**MATERIAL FOR THIS EXERCISE**
####

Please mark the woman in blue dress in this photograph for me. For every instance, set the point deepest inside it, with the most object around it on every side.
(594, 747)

####

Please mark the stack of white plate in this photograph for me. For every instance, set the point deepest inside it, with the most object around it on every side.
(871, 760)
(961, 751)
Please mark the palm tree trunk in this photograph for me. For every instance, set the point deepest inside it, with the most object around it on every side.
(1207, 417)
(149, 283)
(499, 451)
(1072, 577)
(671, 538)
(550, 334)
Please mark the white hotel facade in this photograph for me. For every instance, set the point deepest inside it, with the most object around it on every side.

####

**WHAT THIS TASK INVOLVES**
Render everything in the listing above from the line containing "Please mark the stack" down to the line containing "Please mark the white", both included, as a numbered list with any blank lines left out.

**RIGHT ANSWER**
1. Please mark the stack of white plate in this photograph for me. For every instance, set the point deepest inside it, with the most object around it on every side.
2. (871, 760)
3. (961, 751)
4. Please mark the palm tree trunk in this photograph for me. For every instance, set the point deepest inside it, with the most object around it on every side.
5. (1207, 417)
6. (149, 283)
7. (499, 451)
8. (1072, 577)
9. (671, 538)
10. (550, 334)
11. Please mark the white hotel facade in this photograph for me. For every instance, set the point deepest inside it, with the most object around it on every side.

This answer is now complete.